** ASSIGNED TASK **
Whenever a line in the entries below contains the string "black", copy that line.

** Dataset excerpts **
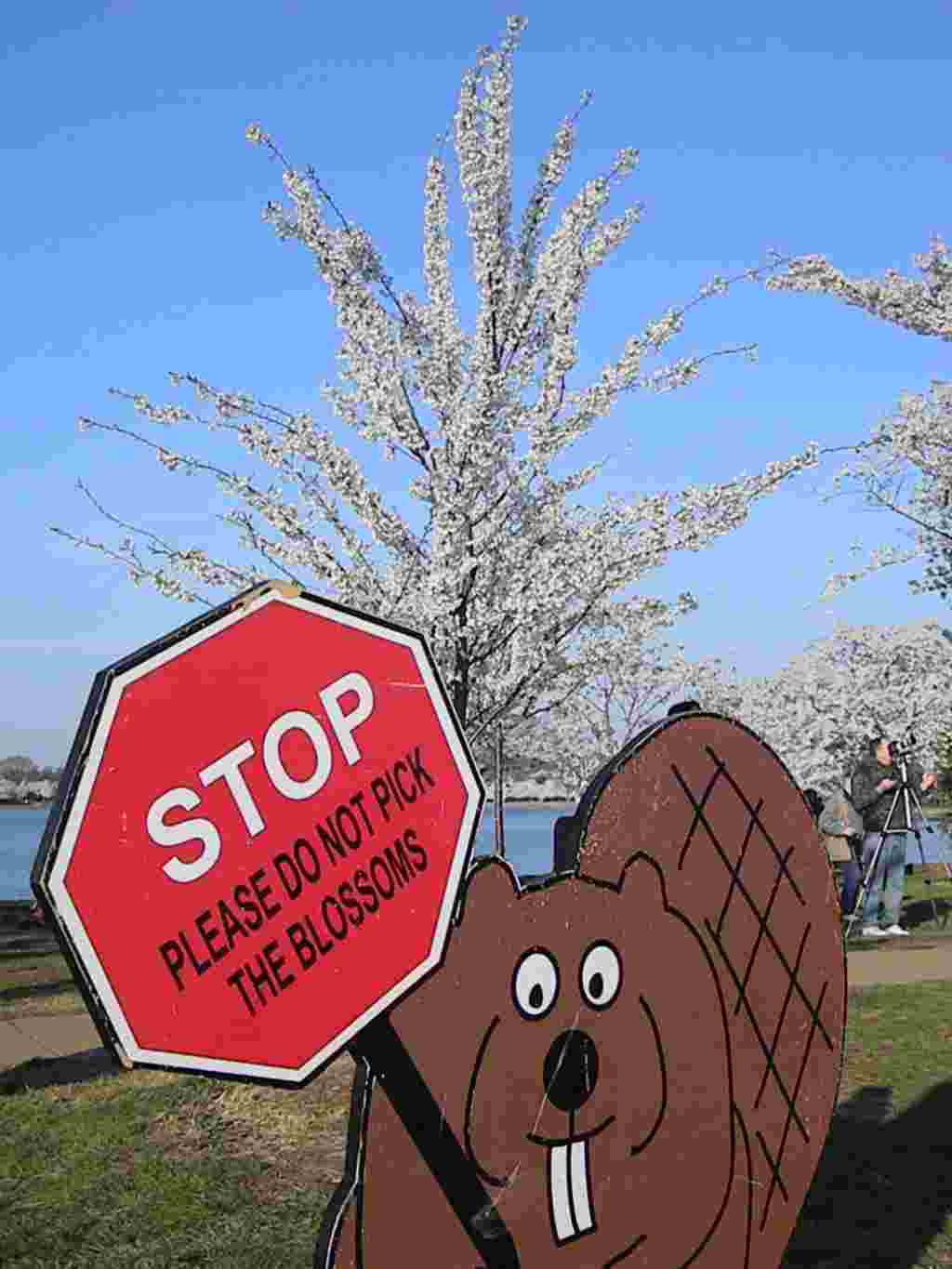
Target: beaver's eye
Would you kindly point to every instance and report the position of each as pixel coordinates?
(601, 975)
(535, 983)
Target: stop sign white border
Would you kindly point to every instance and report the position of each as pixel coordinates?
(68, 915)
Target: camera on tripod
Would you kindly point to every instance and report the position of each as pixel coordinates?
(902, 750)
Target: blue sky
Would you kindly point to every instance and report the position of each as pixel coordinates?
(135, 245)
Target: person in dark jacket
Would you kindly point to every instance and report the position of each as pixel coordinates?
(874, 788)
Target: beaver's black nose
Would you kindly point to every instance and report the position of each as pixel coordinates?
(570, 1070)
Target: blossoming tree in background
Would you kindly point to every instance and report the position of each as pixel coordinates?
(633, 674)
(508, 574)
(906, 466)
(819, 709)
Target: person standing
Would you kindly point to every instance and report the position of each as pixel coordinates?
(874, 786)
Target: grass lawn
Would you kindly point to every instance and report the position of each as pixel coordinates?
(149, 1170)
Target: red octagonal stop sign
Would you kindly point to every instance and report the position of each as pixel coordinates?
(259, 837)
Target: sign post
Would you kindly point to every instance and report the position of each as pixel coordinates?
(257, 848)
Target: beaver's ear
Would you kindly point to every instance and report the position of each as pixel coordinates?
(642, 880)
(490, 889)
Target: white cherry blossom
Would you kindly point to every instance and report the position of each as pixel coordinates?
(509, 579)
(906, 466)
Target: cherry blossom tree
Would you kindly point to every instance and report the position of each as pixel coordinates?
(906, 466)
(509, 571)
(633, 673)
(823, 706)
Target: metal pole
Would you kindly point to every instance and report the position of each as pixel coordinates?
(500, 835)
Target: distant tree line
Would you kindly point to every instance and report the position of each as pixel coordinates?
(20, 768)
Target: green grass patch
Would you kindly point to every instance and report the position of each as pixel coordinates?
(882, 1192)
(145, 1169)
(150, 1170)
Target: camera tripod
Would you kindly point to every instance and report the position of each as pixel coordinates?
(910, 797)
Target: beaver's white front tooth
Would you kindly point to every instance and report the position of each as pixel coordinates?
(579, 1177)
(559, 1193)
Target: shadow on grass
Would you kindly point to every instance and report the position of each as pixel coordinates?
(38, 989)
(882, 1189)
(919, 911)
(42, 1073)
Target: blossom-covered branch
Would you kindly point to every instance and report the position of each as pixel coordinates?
(824, 705)
(510, 579)
(904, 466)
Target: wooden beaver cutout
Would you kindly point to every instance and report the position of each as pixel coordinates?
(640, 1056)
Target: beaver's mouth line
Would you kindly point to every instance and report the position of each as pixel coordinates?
(569, 1186)
(570, 1140)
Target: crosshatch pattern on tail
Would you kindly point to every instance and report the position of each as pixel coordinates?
(664, 1019)
(742, 859)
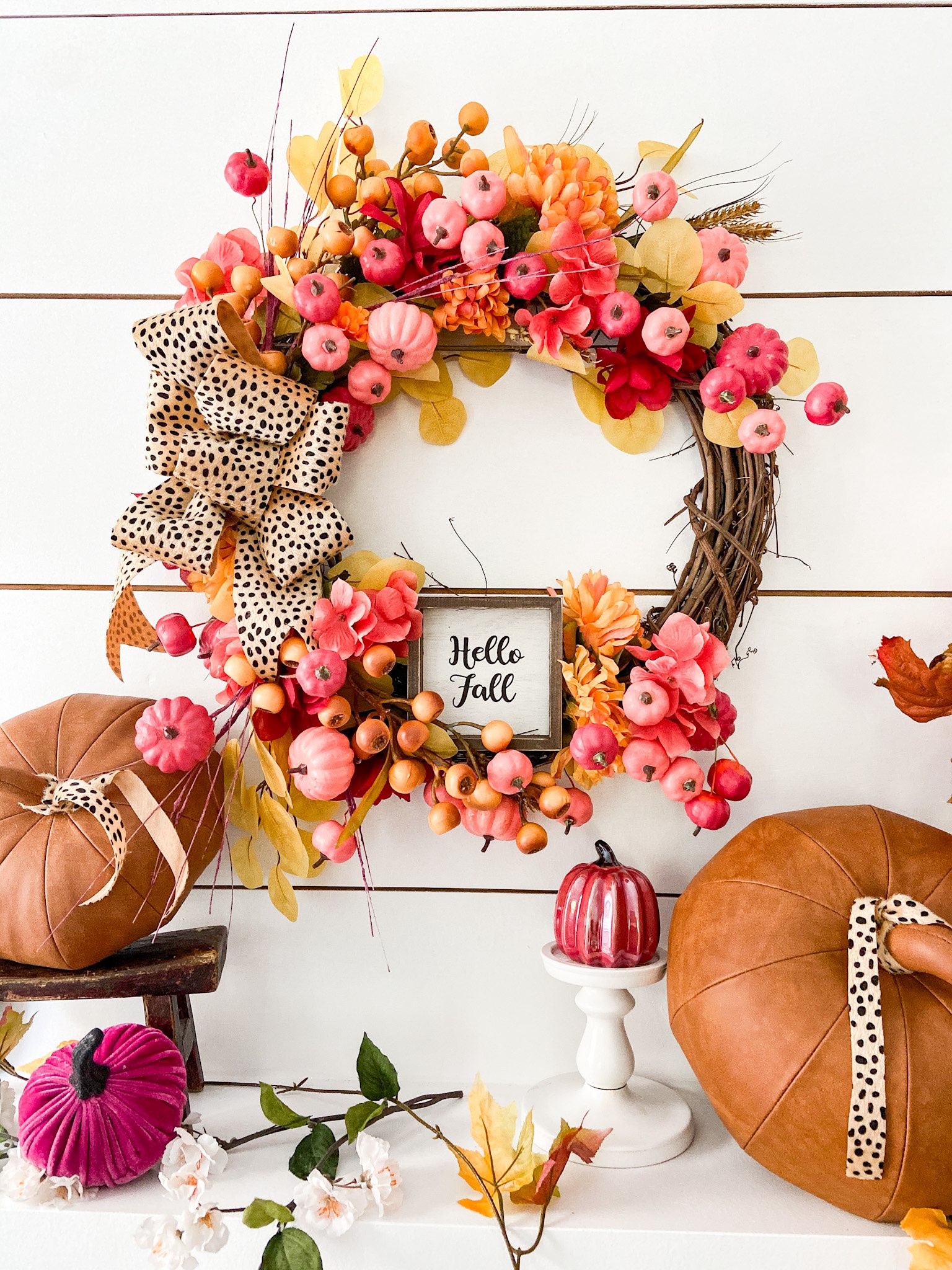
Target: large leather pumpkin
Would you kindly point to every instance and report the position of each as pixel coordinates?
(50, 864)
(758, 1000)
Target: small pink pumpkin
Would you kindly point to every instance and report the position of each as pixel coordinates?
(104, 1109)
(400, 337)
(175, 734)
(322, 762)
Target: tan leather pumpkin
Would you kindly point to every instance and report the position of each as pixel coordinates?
(757, 995)
(50, 864)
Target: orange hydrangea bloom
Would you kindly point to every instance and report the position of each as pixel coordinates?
(565, 183)
(352, 321)
(602, 615)
(475, 303)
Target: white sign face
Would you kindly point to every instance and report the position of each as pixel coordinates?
(494, 660)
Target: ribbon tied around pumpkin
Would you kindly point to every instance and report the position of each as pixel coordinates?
(236, 445)
(63, 797)
(870, 923)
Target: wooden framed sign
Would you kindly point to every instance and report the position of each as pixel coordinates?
(494, 654)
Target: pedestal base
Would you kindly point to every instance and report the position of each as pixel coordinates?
(649, 1122)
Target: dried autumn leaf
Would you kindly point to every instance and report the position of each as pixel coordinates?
(804, 367)
(245, 863)
(485, 366)
(282, 893)
(721, 430)
(920, 691)
(442, 422)
(282, 833)
(671, 254)
(361, 86)
(637, 435)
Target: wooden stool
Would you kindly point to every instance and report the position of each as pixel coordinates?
(163, 969)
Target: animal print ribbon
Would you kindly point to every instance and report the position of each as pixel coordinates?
(63, 797)
(239, 445)
(870, 922)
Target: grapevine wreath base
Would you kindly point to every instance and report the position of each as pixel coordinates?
(273, 368)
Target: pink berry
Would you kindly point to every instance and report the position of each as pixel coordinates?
(666, 332)
(247, 173)
(382, 262)
(760, 432)
(683, 780)
(619, 314)
(645, 760)
(827, 404)
(708, 810)
(730, 779)
(368, 381)
(483, 246)
(646, 701)
(443, 224)
(325, 347)
(175, 636)
(483, 195)
(322, 673)
(723, 388)
(654, 196)
(526, 276)
(316, 298)
(325, 840)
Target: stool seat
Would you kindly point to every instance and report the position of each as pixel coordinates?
(163, 969)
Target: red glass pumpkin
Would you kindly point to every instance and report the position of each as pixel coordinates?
(606, 913)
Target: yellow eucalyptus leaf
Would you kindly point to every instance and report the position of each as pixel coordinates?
(714, 303)
(280, 827)
(721, 430)
(273, 775)
(804, 367)
(442, 422)
(245, 863)
(485, 367)
(637, 435)
(282, 893)
(361, 86)
(671, 254)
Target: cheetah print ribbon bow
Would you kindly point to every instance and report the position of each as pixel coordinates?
(235, 443)
(63, 797)
(870, 922)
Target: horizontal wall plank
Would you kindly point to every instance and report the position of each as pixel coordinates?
(534, 502)
(120, 158)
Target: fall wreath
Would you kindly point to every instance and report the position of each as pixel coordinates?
(273, 366)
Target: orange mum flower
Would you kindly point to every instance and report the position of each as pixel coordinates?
(475, 303)
(352, 321)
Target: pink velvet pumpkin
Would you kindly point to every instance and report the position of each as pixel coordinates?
(104, 1109)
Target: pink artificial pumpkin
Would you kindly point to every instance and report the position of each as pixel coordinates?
(400, 337)
(175, 734)
(758, 353)
(322, 762)
(607, 915)
(104, 1109)
(503, 822)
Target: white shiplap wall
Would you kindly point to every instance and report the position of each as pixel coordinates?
(115, 135)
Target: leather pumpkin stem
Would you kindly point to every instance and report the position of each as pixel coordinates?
(88, 1077)
(923, 949)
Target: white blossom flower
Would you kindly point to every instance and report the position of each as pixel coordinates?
(187, 1165)
(380, 1174)
(325, 1206)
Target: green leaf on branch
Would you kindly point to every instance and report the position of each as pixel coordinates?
(376, 1075)
(263, 1212)
(315, 1151)
(291, 1250)
(359, 1116)
(277, 1112)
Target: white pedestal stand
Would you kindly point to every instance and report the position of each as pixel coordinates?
(649, 1122)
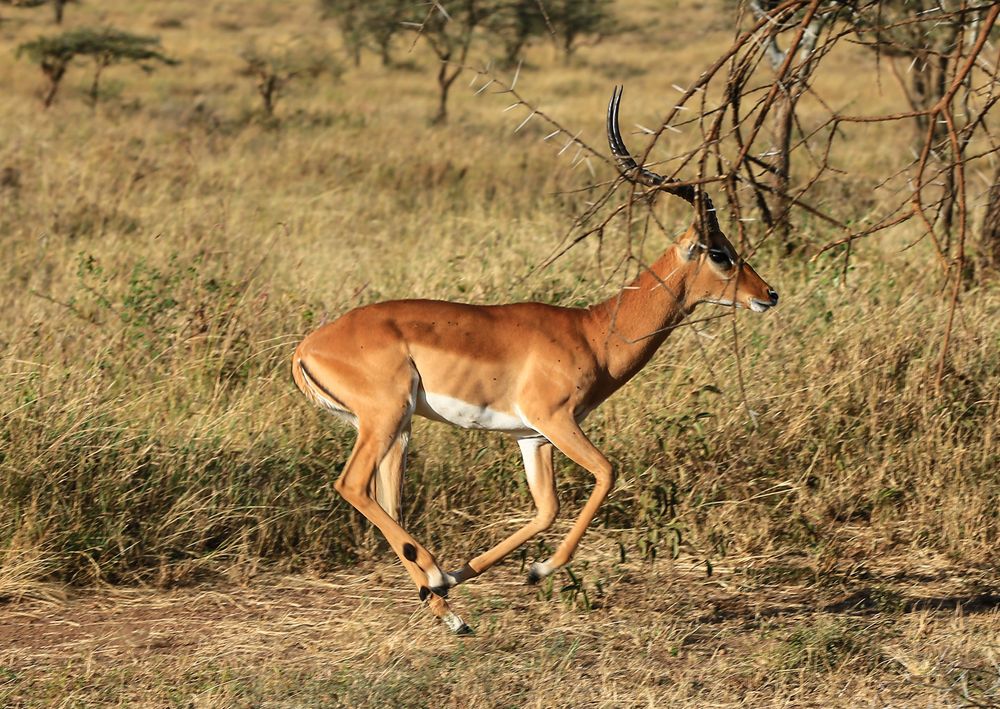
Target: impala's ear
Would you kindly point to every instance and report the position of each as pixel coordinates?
(690, 243)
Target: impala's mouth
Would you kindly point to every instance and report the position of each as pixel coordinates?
(759, 306)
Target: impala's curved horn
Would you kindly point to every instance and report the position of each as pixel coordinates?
(631, 170)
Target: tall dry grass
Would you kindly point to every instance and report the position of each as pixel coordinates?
(163, 254)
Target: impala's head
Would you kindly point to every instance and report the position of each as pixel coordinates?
(713, 271)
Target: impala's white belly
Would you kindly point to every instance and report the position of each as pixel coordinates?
(465, 415)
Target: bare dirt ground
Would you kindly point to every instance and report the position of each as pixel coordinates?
(776, 634)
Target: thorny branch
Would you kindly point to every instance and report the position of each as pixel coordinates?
(731, 112)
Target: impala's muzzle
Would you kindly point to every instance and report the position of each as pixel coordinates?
(759, 306)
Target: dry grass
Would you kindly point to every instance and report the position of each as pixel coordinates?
(163, 255)
(662, 635)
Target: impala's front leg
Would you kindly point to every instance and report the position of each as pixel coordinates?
(566, 435)
(537, 455)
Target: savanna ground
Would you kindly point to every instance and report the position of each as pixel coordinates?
(168, 526)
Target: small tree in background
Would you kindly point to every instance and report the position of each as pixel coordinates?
(366, 24)
(53, 55)
(449, 28)
(580, 22)
(104, 46)
(274, 69)
(515, 24)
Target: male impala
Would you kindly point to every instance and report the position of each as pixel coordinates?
(531, 370)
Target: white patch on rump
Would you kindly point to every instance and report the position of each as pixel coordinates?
(440, 407)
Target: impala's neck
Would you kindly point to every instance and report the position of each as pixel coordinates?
(628, 328)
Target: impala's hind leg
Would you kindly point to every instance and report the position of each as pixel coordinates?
(373, 445)
(388, 481)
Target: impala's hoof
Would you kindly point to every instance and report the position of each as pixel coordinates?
(456, 624)
(537, 572)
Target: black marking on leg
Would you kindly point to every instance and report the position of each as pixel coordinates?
(311, 378)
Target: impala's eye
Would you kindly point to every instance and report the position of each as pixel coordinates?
(720, 257)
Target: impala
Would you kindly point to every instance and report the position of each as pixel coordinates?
(530, 370)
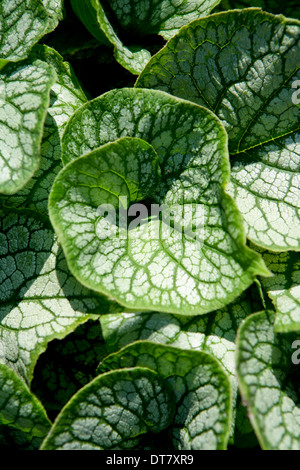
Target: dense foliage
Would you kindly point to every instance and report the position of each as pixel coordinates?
(150, 224)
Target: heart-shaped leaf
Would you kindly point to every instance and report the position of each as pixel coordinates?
(137, 19)
(24, 100)
(19, 408)
(269, 382)
(244, 66)
(22, 24)
(113, 412)
(40, 300)
(201, 387)
(190, 263)
(66, 96)
(283, 288)
(290, 8)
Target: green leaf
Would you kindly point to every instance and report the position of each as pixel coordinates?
(191, 269)
(54, 10)
(67, 365)
(158, 16)
(22, 24)
(65, 97)
(269, 382)
(19, 408)
(290, 8)
(284, 288)
(201, 387)
(137, 19)
(40, 300)
(113, 412)
(243, 66)
(214, 334)
(93, 16)
(24, 100)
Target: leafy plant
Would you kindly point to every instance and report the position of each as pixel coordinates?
(149, 242)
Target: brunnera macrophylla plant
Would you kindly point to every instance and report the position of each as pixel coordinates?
(149, 241)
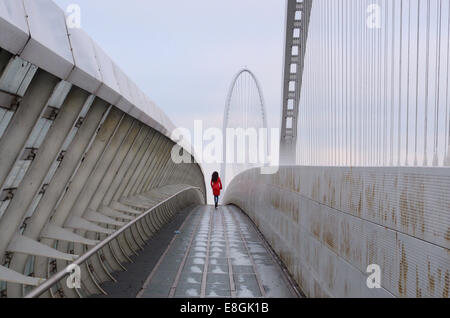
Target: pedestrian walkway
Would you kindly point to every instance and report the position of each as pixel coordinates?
(216, 253)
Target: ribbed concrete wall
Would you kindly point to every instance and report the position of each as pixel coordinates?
(329, 224)
(82, 152)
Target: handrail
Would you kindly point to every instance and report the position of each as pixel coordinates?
(38, 291)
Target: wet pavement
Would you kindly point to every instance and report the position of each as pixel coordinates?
(203, 252)
(216, 253)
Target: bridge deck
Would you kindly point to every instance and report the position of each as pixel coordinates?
(204, 252)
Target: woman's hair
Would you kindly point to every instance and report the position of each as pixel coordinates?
(215, 176)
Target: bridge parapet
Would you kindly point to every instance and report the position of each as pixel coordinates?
(79, 145)
(329, 224)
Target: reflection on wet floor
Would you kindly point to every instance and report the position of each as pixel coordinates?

** ANSWER FOR THE TASK **
Target: beaver's black nose
Target: black marking on leg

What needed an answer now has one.